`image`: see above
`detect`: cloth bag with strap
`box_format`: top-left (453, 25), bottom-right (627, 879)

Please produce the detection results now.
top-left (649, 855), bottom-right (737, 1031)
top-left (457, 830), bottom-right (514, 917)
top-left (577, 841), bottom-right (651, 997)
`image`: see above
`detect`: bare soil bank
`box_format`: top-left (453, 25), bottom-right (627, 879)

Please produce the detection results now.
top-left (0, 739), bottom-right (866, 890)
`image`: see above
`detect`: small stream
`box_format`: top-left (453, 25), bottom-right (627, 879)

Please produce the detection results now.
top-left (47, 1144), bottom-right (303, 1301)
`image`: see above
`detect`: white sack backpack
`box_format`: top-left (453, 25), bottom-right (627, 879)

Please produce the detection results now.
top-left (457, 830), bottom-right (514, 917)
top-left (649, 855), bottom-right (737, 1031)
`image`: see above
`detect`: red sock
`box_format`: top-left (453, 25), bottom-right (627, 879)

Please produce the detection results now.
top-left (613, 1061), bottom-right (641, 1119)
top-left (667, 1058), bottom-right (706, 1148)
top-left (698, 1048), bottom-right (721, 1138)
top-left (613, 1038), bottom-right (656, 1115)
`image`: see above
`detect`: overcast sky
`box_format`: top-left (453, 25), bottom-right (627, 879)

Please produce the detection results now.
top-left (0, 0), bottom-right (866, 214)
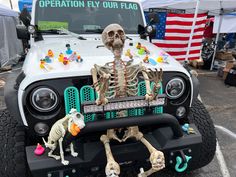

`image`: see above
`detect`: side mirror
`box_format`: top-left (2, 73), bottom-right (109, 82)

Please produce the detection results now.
top-left (16, 25), bottom-right (30, 40)
top-left (138, 25), bottom-right (156, 40)
top-left (19, 8), bottom-right (31, 27)
top-left (148, 12), bottom-right (159, 25)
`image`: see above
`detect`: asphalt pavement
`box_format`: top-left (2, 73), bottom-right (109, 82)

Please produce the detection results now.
top-left (0, 68), bottom-right (236, 177)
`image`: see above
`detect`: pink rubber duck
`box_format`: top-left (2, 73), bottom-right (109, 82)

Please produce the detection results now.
top-left (34, 143), bottom-right (45, 156)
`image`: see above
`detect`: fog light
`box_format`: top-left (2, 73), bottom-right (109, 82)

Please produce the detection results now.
top-left (34, 122), bottom-right (49, 135)
top-left (176, 106), bottom-right (186, 118)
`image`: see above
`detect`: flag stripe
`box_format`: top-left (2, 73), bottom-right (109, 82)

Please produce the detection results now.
top-left (168, 13), bottom-right (206, 18)
top-left (168, 50), bottom-right (200, 56)
top-left (167, 15), bottom-right (206, 22)
top-left (154, 42), bottom-right (201, 48)
top-left (166, 31), bottom-right (203, 37)
top-left (159, 46), bottom-right (202, 54)
top-left (166, 28), bottom-right (205, 34)
top-left (175, 52), bottom-right (200, 59)
top-left (166, 20), bottom-right (206, 26)
top-left (166, 24), bottom-right (205, 30)
top-left (153, 13), bottom-right (207, 60)
top-left (165, 35), bottom-right (203, 41)
top-left (174, 55), bottom-right (200, 61)
top-left (152, 39), bottom-right (202, 45)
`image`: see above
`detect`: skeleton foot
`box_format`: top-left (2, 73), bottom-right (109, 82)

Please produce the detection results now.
top-left (105, 161), bottom-right (120, 177)
top-left (145, 94), bottom-right (154, 101)
top-left (61, 160), bottom-right (69, 165)
top-left (100, 134), bottom-right (120, 177)
top-left (70, 143), bottom-right (78, 157)
top-left (122, 126), bottom-right (143, 142)
top-left (107, 129), bottom-right (122, 143)
top-left (96, 98), bottom-right (108, 106)
top-left (138, 150), bottom-right (165, 177)
top-left (48, 150), bottom-right (61, 160)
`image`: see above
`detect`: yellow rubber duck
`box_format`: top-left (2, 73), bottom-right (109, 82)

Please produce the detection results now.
top-left (48, 49), bottom-right (54, 57)
top-left (58, 53), bottom-right (64, 62)
top-left (157, 56), bottom-right (164, 63)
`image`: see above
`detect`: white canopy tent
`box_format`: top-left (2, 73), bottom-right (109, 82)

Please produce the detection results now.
top-left (141, 0), bottom-right (236, 69)
top-left (0, 5), bottom-right (23, 67)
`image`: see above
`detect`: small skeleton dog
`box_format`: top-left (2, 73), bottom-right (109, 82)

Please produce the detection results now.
top-left (91, 24), bottom-right (165, 177)
top-left (43, 109), bottom-right (85, 165)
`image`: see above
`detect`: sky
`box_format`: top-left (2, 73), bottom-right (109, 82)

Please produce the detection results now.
top-left (0, 0), bottom-right (19, 11)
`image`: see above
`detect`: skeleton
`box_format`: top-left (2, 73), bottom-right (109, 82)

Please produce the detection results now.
top-left (43, 109), bottom-right (85, 165)
top-left (91, 24), bottom-right (165, 177)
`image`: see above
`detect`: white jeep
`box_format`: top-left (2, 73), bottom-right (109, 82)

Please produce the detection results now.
top-left (0, 0), bottom-right (216, 177)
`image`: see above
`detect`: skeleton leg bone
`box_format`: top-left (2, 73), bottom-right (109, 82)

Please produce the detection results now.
top-left (122, 126), bottom-right (165, 177)
top-left (58, 138), bottom-right (69, 165)
top-left (70, 143), bottom-right (78, 157)
top-left (48, 143), bottom-right (61, 160)
top-left (100, 135), bottom-right (120, 177)
top-left (138, 137), bottom-right (165, 177)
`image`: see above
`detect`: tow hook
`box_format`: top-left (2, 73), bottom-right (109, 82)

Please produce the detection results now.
top-left (175, 150), bottom-right (192, 173)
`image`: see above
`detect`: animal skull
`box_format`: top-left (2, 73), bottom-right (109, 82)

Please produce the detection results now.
top-left (102, 24), bottom-right (126, 58)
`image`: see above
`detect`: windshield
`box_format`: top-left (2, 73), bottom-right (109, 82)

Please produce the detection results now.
top-left (35, 0), bottom-right (144, 34)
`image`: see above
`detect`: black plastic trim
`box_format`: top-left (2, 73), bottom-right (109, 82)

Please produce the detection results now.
top-left (192, 75), bottom-right (200, 100)
top-left (81, 114), bottom-right (183, 138)
top-left (26, 124), bottom-right (202, 177)
top-left (4, 72), bottom-right (24, 125)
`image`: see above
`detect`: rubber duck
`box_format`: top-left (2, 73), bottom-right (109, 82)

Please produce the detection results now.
top-left (125, 49), bottom-right (133, 59)
top-left (45, 56), bottom-right (52, 63)
top-left (48, 49), bottom-right (54, 57)
top-left (58, 53), bottom-right (64, 62)
top-left (39, 59), bottom-right (46, 69)
top-left (143, 55), bottom-right (149, 63)
top-left (63, 57), bottom-right (69, 65)
top-left (66, 44), bottom-right (73, 55)
top-left (34, 143), bottom-right (45, 156)
top-left (76, 55), bottom-right (83, 63)
top-left (69, 52), bottom-right (77, 61)
top-left (157, 56), bottom-right (164, 63)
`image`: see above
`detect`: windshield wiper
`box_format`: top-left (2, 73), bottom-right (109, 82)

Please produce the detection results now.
top-left (39, 28), bottom-right (86, 40)
top-left (38, 29), bottom-right (66, 35)
top-left (85, 28), bottom-right (104, 34)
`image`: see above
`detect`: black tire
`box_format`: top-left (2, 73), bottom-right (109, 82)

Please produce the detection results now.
top-left (188, 99), bottom-right (216, 170)
top-left (0, 110), bottom-right (28, 177)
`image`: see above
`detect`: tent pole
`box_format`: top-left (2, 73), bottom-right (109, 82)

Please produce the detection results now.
top-left (185, 0), bottom-right (200, 62)
top-left (210, 9), bottom-right (223, 71)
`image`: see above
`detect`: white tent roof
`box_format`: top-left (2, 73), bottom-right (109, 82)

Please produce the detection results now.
top-left (0, 4), bottom-right (19, 17)
top-left (141, 0), bottom-right (236, 15)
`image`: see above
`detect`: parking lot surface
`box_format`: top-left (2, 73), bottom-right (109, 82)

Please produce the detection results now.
top-left (0, 68), bottom-right (236, 177)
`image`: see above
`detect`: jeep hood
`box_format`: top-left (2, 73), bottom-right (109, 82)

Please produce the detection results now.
top-left (21, 36), bottom-right (189, 90)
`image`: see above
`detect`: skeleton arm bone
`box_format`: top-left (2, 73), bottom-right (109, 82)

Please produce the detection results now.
top-left (142, 67), bottom-right (153, 101)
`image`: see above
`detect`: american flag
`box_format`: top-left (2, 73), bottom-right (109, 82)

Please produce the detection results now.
top-left (146, 12), bottom-right (207, 60)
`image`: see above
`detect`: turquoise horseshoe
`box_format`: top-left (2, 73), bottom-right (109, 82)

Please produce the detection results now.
top-left (175, 156), bottom-right (192, 173)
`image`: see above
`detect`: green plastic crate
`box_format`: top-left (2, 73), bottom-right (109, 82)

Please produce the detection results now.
top-left (151, 82), bottom-right (163, 114)
top-left (64, 86), bottom-right (80, 115)
top-left (80, 85), bottom-right (95, 122)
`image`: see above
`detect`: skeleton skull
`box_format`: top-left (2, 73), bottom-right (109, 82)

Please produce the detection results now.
top-left (102, 24), bottom-right (126, 58)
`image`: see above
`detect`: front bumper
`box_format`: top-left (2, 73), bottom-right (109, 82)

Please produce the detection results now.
top-left (26, 114), bottom-right (202, 177)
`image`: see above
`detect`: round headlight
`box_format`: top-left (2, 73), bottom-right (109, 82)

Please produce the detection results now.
top-left (31, 88), bottom-right (58, 112)
top-left (28, 25), bottom-right (35, 34)
top-left (166, 78), bottom-right (185, 99)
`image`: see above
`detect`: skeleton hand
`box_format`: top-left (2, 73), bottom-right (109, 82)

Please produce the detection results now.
top-left (145, 93), bottom-right (154, 101)
top-left (105, 161), bottom-right (120, 177)
top-left (149, 150), bottom-right (165, 171)
top-left (96, 98), bottom-right (108, 106)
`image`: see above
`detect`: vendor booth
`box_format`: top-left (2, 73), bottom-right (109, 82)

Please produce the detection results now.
top-left (0, 5), bottom-right (23, 67)
top-left (18, 0), bottom-right (32, 12)
top-left (142, 0), bottom-right (236, 69)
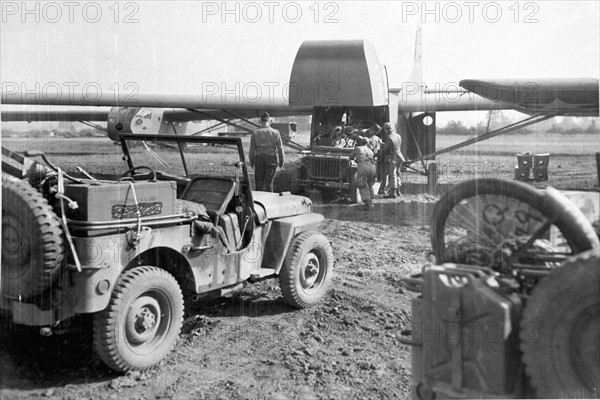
• • • •
# Work instructions:
Rewrite everything from the start of the listing down to and including the line that contains "top-left (0, 0), bottom-right (866, 214)", requests and all, offsetting every bounding-box coordinate in the answers by 77.

# Finished task:
`image`: see above
`detect`: cloth bag with strap
`box_format`: top-left (453, 25), bottom-right (627, 879)

Please produce the detection results now.
top-left (726, 932), bottom-right (814, 1108)
top-left (534, 907), bottom-right (591, 994)
top-left (654, 918), bottom-right (728, 1074)
`image`: see above
`detect`: bare soil bank
`box_format`: top-left (453, 25), bottom-right (627, 879)

Please produce the detection results now.
top-left (77, 816), bottom-right (943, 967)
`image`: see above
`detect`: small stream
`box_format`: top-left (453, 25), bottom-right (627, 879)

Please produce the detection results now.
top-left (124, 1221), bottom-right (380, 1378)
`image`: see above
`detect`: white sack backpack
`box_format`: top-left (453, 25), bottom-right (627, 879)

Please produce the detection results now.
top-left (534, 907), bottom-right (591, 994)
top-left (726, 932), bottom-right (814, 1108)
`image`: see above
`detect`: red sock
`box_format`: top-left (453, 25), bottom-right (627, 879)

Please produce the detection results now.
top-left (690, 1138), bottom-right (718, 1196)
top-left (744, 1135), bottom-right (783, 1225)
top-left (775, 1125), bottom-right (798, 1215)
top-left (690, 1115), bottom-right (733, 1192)
`image`: see above
`detect`: overcast sky
`box_format`: top-left (453, 25), bottom-right (627, 879)

Please produce the detection results now.
top-left (77, 77), bottom-right (943, 291)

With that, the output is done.